EXERCICES:
1. Répondez aux questions suivantes sur l'extrait consacré aux débuts du sionisme :
(a) En quelle année Ben Yehouda s'installe-t-il à Jérusalem ?
(b) Quel est le titre de la brochure publiée par Léon Pinsker en 1882 à Berlin ?
(c) De quels pays Pinsker voit-il plutôt venir les leaders ?
2. Dans les enregistrements, recopiez intégralement les lignes allant de celle qui contient « the **cloud**, each » jusqu'à celle qui contient « 47], [311, 50]] », incluses. Ajoutez -68 à chaque coordonnée des contours donnés en réponse, sans modifier les exemples de format.
##### EXTRAIT DU TEXTE
Cette première alyah a abouti à des résultats très limités, et les colonies, qui groupent peu de monde, ne doivent leur survie qu’à Edmond de Rotschild qui fait œuvre simplement philanthropique  selon ses propres dires. Ce premier sionisme, pratique et non pas politique, n’est pas à la hauteur des défis que doivent affronter les masses juives, qui préfèrent partir vers Babylone - les Etats-Unis- plutôt que vers Sion qui n’est guère prête à les accueillir. On lui doit néanmoins, notamment grâce à Ben Yehouda qui s’installe à Jérusalem en 1881, la naissance de l’hébreu moderne et celle de la pensée d’Asher Guinzbourg, dit Ahad Ha’am  (Un du peuple), favorable à un centre culturel juif en Palestine capable de rayonner et d’irriguer tout le monde juif.

La réflexion théorique qui va rencontrer une certaine audience est celle d’un médecin juif russe de 60 ans, longtemps partisan de l’assimilation culturelle : Léon Pinsker, qui publie en 1882 à Berlin une brochure intitulée « Auto-émancipation ». Dans ce texte, l’auteur se déclare persuadé que la haine des Juifs, fondée sur des préjugés ancestraux, est incurable et ne peut être vaincue rationnellement, contrairement à ce que pensent les Juifs libéraux et assimilationnistes d’Europe centrale et occidentale. Les Juifs, ayant perdu leur patrie ancestrale, sont partout comme des membres d’une nation purement spirituelle. Certes, on a pu, dans de nombreux pays, leur accorder l’émancipation, mais c’est là l’effet d’un état d’esprit rationnel et d’un intérêt bien compris, et non pas l’expression  spontanée du sentiment des gens. Partout « le Juif est considéré par les vivants comme mort, par les autochtones comme un étranger, par les indigènes sédentaires comme un clochard, par les gens aisés comme un mendiant, par les pauvres gens comme un exploiteur millionnaire, par les patriotes comme un apatride, et par toutes les classes comme un concurrent qu’on déteste ». Comment s’en sortir ? pas en attendant que Dieu vienne rendre justice ni en pleurant sur l’injustice du monde. Les Juifs doivent retrouver leur dignité en se battant pour une patrie : le moment est propice car la conscience juive s’est réveillée. Encore faut-il trouver un ou plusieurs leaders que Pinsker voit plutôt venir d’Allemagne et d’Autriche. Dans sa brochure, il se révèle plus territorialiste que sioniste et songe à une terre en Amérique du nord ou en Asie Mineure .Il ne ralliera à la Palestine que quelques années plus tard.
##########
##### DONNÉES PRÉSENTÉES
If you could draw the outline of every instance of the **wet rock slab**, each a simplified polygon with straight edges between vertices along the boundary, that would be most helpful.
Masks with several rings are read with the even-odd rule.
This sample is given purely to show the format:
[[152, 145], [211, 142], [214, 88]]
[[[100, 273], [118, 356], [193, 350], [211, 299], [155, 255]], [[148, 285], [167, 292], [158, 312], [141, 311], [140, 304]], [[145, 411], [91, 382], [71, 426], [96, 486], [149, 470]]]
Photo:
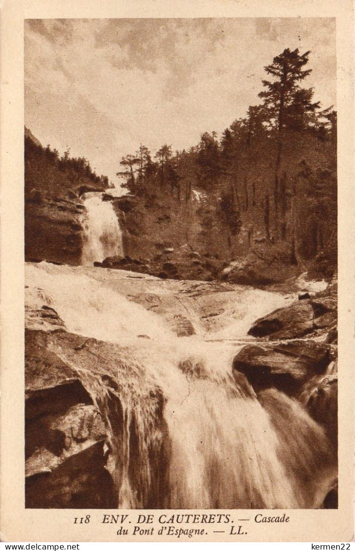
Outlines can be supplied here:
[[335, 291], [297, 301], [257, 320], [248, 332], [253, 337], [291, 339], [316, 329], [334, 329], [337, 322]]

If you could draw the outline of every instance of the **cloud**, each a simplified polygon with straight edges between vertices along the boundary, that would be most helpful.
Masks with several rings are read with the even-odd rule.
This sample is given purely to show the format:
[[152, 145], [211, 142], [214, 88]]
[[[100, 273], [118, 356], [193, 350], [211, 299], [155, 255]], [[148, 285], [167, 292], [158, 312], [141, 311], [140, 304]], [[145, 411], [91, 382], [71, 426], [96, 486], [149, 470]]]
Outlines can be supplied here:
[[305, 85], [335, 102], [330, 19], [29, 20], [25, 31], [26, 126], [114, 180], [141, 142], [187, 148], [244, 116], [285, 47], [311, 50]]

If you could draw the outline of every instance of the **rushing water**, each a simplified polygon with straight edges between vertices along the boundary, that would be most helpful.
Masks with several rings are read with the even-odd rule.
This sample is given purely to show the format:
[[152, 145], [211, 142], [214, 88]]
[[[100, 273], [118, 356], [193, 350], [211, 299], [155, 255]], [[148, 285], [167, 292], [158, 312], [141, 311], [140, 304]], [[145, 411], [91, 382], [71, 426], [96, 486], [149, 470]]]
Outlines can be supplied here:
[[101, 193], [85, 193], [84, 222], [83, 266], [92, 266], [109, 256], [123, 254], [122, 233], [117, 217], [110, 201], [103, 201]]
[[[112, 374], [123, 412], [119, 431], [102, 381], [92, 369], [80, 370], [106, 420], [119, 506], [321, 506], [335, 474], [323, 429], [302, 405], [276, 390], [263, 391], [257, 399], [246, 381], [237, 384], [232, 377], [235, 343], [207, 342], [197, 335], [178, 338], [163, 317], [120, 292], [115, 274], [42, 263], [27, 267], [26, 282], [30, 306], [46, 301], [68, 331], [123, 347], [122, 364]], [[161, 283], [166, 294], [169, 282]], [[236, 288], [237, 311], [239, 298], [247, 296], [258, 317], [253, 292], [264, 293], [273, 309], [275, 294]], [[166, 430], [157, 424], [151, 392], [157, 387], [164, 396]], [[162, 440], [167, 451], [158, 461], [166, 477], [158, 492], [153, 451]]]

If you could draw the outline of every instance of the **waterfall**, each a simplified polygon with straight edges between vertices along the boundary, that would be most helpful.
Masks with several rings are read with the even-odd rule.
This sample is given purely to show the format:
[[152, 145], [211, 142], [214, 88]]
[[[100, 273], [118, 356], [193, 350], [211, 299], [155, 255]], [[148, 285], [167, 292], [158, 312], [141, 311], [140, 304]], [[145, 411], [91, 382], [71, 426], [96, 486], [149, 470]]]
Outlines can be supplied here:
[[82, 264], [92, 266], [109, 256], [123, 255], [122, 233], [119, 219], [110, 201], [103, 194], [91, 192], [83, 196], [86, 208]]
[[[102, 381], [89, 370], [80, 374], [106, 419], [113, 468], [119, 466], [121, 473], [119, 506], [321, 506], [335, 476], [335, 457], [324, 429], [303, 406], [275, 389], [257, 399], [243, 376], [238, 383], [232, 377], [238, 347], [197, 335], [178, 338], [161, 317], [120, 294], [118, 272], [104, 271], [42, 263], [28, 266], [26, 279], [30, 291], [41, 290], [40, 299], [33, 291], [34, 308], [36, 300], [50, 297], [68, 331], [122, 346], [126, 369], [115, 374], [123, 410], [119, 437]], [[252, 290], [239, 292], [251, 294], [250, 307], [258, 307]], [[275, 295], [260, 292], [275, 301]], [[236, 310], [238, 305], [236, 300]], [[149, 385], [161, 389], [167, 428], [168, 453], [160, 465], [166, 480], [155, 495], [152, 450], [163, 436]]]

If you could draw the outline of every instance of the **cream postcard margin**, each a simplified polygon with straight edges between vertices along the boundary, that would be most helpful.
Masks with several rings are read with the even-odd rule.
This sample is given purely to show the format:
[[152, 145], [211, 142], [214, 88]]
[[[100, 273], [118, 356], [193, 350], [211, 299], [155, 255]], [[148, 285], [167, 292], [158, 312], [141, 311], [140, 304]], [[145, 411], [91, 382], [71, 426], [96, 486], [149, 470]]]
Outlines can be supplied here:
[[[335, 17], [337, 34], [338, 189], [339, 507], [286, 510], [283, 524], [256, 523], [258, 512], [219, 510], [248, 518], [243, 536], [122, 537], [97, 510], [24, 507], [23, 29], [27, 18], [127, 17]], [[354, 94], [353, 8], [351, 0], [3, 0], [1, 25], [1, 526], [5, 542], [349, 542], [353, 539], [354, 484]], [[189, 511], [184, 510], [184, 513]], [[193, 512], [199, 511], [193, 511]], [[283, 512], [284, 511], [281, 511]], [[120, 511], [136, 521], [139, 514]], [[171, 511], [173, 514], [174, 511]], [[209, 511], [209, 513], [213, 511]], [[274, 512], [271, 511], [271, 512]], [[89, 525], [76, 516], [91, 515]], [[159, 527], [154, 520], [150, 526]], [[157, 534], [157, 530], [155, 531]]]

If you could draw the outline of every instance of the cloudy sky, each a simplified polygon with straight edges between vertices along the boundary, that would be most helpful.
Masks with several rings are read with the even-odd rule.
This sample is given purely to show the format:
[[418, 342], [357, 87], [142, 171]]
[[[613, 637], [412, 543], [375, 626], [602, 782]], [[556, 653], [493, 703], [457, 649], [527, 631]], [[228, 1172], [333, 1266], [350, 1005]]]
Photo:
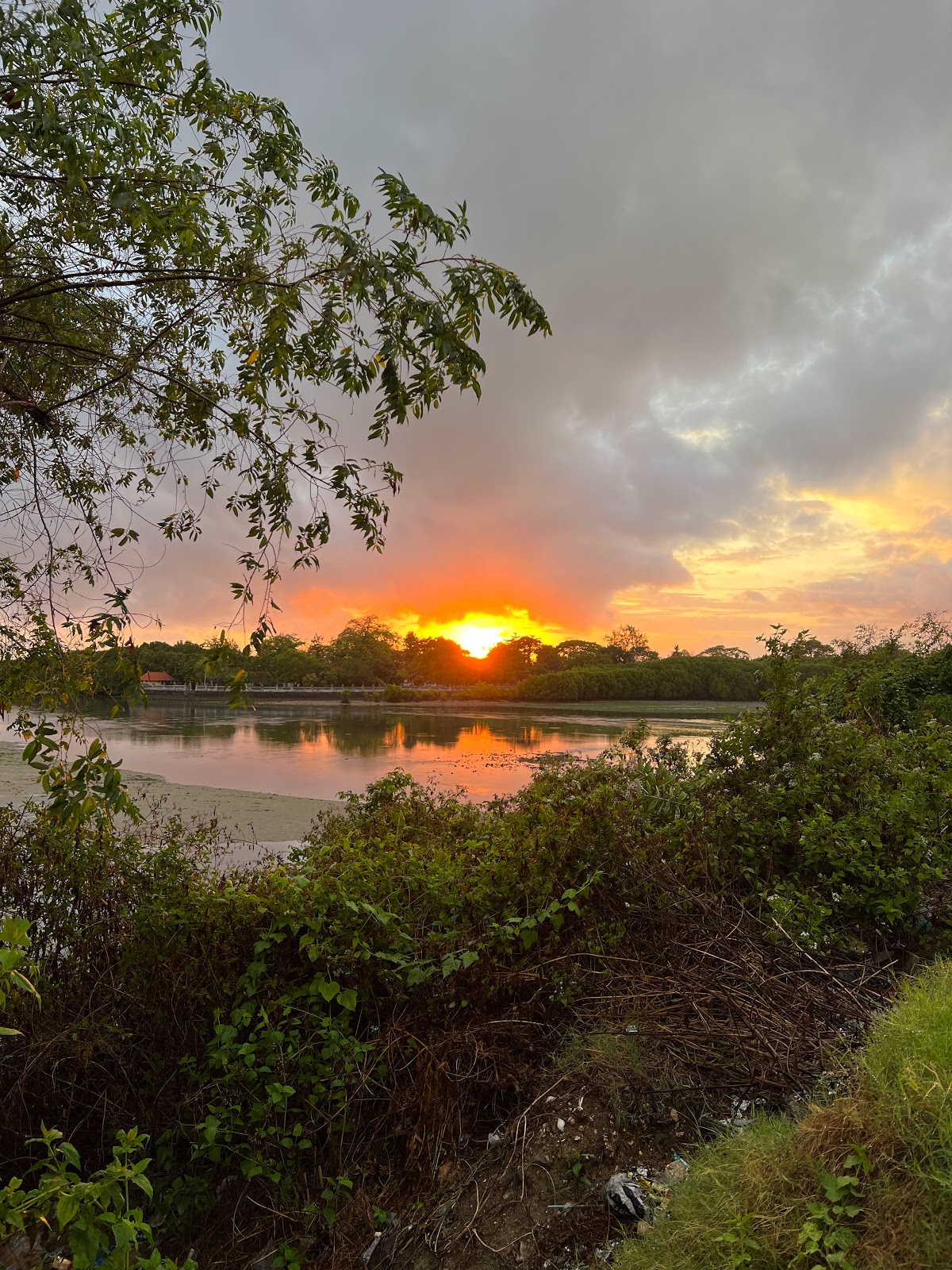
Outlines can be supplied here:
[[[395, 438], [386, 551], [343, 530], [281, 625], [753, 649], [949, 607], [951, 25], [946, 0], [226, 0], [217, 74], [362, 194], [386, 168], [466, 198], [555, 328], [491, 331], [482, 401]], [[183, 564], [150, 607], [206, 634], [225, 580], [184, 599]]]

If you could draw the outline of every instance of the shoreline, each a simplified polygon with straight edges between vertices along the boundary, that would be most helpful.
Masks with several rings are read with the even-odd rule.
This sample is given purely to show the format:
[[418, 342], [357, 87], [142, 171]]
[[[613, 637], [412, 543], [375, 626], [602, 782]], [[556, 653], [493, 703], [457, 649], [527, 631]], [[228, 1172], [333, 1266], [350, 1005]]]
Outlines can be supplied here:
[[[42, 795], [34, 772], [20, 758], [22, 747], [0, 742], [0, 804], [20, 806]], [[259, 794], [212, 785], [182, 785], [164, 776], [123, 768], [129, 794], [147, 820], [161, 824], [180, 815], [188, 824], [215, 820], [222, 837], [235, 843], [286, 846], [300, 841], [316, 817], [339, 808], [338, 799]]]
##########
CORRIGÉ:
1.
(a) En 1881.
(b) « Auto-émancipation ».
(c) D'Allemagne et d'Autriche.

2.
If you could draw the outline of every instance of the **cloud**, each a simplified polygon with straight edges between vertices along the boundary, that would be most helpful.
Masks with several rings are read with the even-odd rule.
This sample is given purely to show the format:
[[152, 145], [211, 142], [214, 88]]
[[[100, 273], [118, 356], [193, 350], [211, 299], [155, 255]], [[148, 285], [167, 292], [158, 312], [141, 311], [140, 304]], [[145, 411], [91, 382], [71, 426], [96, 486], [149, 470]]]
Outlines can be supplied here:
[[237, 17], [267, 34], [262, -49], [-39, -48], [-43, -37], [-42, 58], [46, 112], [73, 74], [119, 80], [176, 48], [217, -21], [243, -18]]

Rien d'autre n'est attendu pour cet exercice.